■ **To do**:
Everything from the line with "Where can you see the dried" through the last line of the records below should be copied exactly, both ends included.

■ **Data for the task**:
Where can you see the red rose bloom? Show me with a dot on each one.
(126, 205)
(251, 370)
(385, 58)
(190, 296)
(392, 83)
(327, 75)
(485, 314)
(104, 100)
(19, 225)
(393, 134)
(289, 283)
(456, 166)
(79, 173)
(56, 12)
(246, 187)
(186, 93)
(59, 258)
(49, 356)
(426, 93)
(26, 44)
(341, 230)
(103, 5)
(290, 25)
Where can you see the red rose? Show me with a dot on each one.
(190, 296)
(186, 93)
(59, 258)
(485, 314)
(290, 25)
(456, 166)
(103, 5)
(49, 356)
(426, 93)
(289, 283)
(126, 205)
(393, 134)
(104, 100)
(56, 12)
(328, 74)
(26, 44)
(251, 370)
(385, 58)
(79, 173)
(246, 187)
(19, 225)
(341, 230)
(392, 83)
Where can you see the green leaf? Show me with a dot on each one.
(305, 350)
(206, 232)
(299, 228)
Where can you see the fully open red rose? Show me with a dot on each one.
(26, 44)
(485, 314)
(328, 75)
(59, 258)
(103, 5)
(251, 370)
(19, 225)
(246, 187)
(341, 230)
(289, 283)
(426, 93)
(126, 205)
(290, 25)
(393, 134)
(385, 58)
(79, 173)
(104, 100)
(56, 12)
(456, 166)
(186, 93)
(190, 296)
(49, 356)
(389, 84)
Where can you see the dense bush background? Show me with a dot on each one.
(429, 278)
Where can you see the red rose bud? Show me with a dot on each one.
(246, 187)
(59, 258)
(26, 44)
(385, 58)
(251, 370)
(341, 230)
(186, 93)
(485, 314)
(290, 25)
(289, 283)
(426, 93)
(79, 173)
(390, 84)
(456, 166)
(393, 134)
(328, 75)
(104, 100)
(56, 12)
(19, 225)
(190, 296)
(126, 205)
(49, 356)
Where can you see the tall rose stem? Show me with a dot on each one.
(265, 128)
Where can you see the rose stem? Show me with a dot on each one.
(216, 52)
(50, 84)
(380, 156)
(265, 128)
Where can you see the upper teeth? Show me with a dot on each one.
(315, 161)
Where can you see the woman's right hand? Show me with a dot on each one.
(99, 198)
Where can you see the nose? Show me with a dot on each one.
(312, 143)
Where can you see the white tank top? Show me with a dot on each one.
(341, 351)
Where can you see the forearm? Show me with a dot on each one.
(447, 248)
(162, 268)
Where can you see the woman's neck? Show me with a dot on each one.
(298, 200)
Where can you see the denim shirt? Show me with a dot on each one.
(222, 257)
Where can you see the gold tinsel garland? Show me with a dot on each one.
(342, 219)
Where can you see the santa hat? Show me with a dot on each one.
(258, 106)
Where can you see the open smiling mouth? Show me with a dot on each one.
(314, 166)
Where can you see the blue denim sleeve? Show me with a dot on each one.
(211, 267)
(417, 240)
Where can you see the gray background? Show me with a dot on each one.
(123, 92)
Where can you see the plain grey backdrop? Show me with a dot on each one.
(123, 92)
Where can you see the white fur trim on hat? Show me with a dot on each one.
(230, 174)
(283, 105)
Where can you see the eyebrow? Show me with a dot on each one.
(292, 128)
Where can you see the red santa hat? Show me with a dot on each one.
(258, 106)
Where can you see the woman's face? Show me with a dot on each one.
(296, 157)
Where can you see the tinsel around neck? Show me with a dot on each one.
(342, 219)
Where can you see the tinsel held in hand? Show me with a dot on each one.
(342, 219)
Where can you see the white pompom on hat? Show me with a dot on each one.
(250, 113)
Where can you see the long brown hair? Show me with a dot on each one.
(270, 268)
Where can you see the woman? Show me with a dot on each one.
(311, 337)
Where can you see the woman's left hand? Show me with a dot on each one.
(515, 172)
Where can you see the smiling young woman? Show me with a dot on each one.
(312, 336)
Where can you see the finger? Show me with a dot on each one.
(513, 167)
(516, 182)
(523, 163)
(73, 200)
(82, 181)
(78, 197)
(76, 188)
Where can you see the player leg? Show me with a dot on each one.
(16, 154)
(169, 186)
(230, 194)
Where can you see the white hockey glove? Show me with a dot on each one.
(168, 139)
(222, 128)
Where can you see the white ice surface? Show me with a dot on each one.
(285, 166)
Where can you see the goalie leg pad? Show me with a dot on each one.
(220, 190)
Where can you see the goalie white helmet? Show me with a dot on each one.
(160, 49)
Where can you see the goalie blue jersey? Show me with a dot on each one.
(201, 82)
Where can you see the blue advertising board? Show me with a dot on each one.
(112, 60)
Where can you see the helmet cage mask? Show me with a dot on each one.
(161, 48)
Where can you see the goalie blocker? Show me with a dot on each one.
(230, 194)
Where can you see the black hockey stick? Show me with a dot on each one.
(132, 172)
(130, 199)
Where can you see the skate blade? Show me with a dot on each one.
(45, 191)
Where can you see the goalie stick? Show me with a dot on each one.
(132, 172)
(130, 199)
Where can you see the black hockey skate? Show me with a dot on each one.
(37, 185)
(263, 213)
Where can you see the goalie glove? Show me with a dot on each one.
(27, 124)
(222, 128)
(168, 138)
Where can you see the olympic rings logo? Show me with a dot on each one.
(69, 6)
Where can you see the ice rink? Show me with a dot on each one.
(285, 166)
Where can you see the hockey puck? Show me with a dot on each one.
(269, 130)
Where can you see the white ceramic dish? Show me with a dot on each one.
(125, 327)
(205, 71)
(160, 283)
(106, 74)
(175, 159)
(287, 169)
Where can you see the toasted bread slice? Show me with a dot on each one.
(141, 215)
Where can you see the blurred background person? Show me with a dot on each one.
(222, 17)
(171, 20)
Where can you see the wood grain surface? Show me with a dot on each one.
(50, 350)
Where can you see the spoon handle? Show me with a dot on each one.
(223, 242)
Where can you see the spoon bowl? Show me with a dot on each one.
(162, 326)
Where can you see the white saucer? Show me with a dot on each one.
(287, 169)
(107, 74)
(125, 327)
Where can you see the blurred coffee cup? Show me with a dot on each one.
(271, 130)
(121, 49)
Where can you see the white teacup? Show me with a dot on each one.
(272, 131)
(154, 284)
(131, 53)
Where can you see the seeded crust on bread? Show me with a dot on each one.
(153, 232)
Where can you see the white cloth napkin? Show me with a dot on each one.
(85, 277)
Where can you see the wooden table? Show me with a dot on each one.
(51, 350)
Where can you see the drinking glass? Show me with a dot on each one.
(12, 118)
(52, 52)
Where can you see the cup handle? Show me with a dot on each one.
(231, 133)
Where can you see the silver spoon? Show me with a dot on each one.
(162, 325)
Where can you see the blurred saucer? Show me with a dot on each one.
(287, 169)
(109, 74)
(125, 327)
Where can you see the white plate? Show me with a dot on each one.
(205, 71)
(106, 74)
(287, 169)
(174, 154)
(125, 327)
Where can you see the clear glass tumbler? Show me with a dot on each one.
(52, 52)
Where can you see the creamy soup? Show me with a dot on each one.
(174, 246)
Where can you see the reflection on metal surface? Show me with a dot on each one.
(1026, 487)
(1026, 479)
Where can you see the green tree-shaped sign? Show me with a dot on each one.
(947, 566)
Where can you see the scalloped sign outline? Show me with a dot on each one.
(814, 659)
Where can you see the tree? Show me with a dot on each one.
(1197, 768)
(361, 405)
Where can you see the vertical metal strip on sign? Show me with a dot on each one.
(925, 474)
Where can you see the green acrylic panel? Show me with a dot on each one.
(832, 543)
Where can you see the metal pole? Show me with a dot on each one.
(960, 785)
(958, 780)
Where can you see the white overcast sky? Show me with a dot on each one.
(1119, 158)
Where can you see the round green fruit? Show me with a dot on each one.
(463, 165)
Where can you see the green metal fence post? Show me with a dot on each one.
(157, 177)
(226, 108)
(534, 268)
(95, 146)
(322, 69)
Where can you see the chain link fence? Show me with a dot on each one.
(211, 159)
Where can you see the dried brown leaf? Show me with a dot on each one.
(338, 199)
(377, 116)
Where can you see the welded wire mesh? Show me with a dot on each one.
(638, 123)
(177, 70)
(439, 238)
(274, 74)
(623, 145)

■ **Problem solution**:
Where can you see the dried brown leaf? Show me with a dot on each one.
(338, 199)
(377, 116)
Where can you see the welded wire mesh? Show me with a dot on each one.
(638, 123)
(177, 70)
(439, 238)
(274, 74)
(623, 145)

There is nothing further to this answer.